**** Teks Bacaan ****

Mendengar jawaban tersebut, sang kyai menjadi sadar dan merasa malu atas sholat
yang ia pimpin tersebut. Karena sang kyai ingat bahwa selama sholat
berlangsung, dia memang merasa tergesa-gesa untuk menghadiri kenduri sehingga
mengakibatkan solatnya tidak khusyuk.
Debat kepiting dan Rajungan
Pada suatu hari, para
ulama Mekah berkumpul di Masjidil Haram untuk berdiskusi membahas masalah dan
hukum Islam yang sedang terjadi di Makah. Semua persoalan didiskusikan tanpa
hambatan dan selalu mendapatkan solusi dan kesepakatan semua Ulama tersebut.
Akan tetapi pada masalah mengenai halal atau haramnya kepiting dan rajungan
terjadi banyak pendapat dan tidak menemukan solusi.
Kyai Kholil pada waktu
itu berada diantara peserta diskusi sambil mendengarkan dengan tekun sambil
sekali-sekali tersenyum melihat silang pendapat para peserta diskusi. Melihat
jalan buntu permasalahan yang ada dihadapnya, Kyai Kholil minta izin untuk
menawarkan solusi untuk masalah tersebut. Akhirnya Kyai Kholil dipersilahkan
untuk naik ke atas mimbar oleh pimpinan diskusi.
Setelah tiba diatas
mimbar, Kyai Kholil berkata, “ Saudara sekalian, ketidaksepakatan kita dalam
menentukan hukum kepiting dan rajungan ini menurut saya disebabkan karena
saudara sekalian belum melihat secara pasti wujud kepiting dan rajungan” ujar
kyai Kholil. Semua ulama yg hadir dalam diskusi tersebut menyetujui keterangan
kyai Kholil tersebut.
“ saudara sekalian,
adapun wujud kepiting seperti ini” ucap kyai Kholil sambil memegang kepiting
yang masih basah. “sedangkan yang rajungan seperti ini” lanjut Kyai Kholil
sambil memegang rajungan yang masih basah, seakan baru mengambil dari laut.
Semua hadirin merasa terpana dan suasana menjadi gaduh karna keanehan tersebut.

**** Data yang Disediakan ****

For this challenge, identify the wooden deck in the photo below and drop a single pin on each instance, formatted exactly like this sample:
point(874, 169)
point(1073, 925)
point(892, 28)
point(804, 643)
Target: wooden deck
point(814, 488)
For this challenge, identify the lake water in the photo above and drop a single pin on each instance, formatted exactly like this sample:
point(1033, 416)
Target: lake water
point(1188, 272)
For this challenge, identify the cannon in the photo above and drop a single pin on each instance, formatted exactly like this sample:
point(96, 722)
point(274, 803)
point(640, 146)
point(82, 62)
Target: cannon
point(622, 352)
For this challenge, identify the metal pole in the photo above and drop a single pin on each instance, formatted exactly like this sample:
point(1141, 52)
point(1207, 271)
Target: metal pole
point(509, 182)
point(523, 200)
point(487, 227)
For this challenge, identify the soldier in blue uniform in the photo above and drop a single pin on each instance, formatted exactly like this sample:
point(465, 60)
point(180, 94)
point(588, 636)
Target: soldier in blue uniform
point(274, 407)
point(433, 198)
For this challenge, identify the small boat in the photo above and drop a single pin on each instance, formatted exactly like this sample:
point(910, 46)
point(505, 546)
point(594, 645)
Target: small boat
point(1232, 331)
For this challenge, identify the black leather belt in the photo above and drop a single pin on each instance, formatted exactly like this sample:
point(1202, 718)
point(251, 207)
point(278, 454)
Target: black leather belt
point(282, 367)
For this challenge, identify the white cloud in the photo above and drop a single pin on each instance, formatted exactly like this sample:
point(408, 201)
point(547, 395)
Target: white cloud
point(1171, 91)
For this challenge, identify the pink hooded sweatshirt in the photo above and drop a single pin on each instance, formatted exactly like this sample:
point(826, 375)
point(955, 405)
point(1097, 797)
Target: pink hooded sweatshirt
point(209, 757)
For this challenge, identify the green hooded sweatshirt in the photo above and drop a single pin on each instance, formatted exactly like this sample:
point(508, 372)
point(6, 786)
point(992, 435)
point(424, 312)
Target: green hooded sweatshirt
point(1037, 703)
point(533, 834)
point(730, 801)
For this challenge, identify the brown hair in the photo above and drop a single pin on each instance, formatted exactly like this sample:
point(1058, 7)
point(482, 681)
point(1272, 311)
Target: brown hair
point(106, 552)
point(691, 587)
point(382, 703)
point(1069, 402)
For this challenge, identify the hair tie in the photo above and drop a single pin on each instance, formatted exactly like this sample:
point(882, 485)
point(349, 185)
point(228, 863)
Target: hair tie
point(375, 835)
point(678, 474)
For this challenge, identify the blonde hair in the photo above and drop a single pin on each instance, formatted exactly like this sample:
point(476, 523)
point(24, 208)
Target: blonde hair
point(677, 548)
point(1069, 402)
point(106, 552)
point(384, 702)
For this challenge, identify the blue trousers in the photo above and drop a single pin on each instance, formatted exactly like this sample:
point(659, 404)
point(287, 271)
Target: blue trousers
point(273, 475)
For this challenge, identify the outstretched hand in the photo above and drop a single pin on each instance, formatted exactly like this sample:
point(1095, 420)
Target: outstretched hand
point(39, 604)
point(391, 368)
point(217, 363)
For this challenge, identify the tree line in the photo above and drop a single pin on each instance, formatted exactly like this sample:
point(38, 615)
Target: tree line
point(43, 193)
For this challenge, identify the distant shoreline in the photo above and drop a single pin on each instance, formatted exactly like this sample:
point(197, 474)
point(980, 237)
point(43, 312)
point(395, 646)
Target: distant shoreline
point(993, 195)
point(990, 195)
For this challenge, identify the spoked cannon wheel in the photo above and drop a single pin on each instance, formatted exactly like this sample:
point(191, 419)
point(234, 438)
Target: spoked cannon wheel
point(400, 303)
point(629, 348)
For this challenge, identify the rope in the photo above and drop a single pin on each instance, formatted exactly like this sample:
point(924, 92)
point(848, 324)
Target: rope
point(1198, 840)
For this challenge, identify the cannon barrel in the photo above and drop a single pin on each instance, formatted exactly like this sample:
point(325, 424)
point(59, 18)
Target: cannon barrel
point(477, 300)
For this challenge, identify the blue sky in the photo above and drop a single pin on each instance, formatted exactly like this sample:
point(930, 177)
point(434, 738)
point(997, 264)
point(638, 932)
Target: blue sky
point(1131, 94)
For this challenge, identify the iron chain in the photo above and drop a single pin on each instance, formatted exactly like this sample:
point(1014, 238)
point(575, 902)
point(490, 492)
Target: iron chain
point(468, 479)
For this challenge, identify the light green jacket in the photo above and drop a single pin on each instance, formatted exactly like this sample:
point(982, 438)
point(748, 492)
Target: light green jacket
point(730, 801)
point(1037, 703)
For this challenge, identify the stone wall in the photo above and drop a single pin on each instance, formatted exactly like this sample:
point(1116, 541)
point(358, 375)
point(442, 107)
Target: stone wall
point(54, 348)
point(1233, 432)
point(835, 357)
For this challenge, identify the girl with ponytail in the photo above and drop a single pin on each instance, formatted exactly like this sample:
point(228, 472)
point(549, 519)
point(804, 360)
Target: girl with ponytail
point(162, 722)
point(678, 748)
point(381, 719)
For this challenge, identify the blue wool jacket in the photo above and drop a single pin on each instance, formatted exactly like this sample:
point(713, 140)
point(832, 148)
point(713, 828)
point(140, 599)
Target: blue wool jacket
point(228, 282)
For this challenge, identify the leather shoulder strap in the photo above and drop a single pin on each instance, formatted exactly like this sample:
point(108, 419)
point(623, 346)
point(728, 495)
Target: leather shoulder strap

****

Daftar Tugas
[1] Menurut Kyai Kholil dalam teks bacaan tentang Kyai Kholil, apa yang menyebabkan para ulama tidak sepakat dalam menentukan hukum kepiting dan rajungan? Jawablah dalam satu hingga tiga kalimat.
[2] Tuliskan lanjutan teks bacaan tentang Kyai Kholil, dimulai setelah kalimat terakhir yang ditampilkan.

Jawaban Tugas
[1] Menurut Kyai Kholil, para ulama tidak sepakat dalam menentukan hukum kepiting dan rajungan karena mereka belum melihat secara pasti wujud kepiting dan rajungan.

[2]
Mereka hanya bisa merasa heran dan bingung dari mana sang Kyai Kholil mendapatkankepiting
dan rajungan dengan sekejap saja. Maka setelah kejadian tersebut, masalah halal
atau haramnya kepiting dan rajungan telah menemukan solusinya. Sejak kejadian
itu, Kyai Kholil menjadi ulama yg disegani di antara ulama Masjidil Haram.
Ke Makkah Naik Kerocok
(sejenis daun aren yg dapat mengapung di air)
Pada suatu sore di
pinggir pantai daerah Bangkalan, Kyai Kholol hanya ditemani oleh Kyai Syamsul
Arifin, salah seorang murid dan sahabatnya. Mereka membicarakan perihal urusan pesantren
dan persoalan umat, tak terasa waktu sudah berlangsung lama dan matahari hampir
terbenam.
“ kita belum solat
Ashar kyai” kata Kyai Syamsul Arifin.
“ Astaghfirullah
” kata kyai Kholil menyadari Kekhilafannya. “ waktu ashar hampir habis, kita
tidak mungkin sholat secara sempurna Kyai” ucap Kyai syamsul Arifin.
“ kalau begitu, ambil kerocok
untuk kita pakai ke Makkah ” kata Kyai Kholil. Setelah mendapatkan kerocok,
mereka menumpanginya di atas kerocok tersebut. Beberapa saat ketika Kyai
Kholil menatap ke Makkah, tiba-tiba kerocok yang ditumpanginya melesat
dengan cepat ke arah Makkah. Sesampainya ke Makkah, Azan solat ashar baru saja
dikumandangkan dan mereka mendapatkan Shaf pertama sholat Ashar berjamaah di
Masjidil Haram.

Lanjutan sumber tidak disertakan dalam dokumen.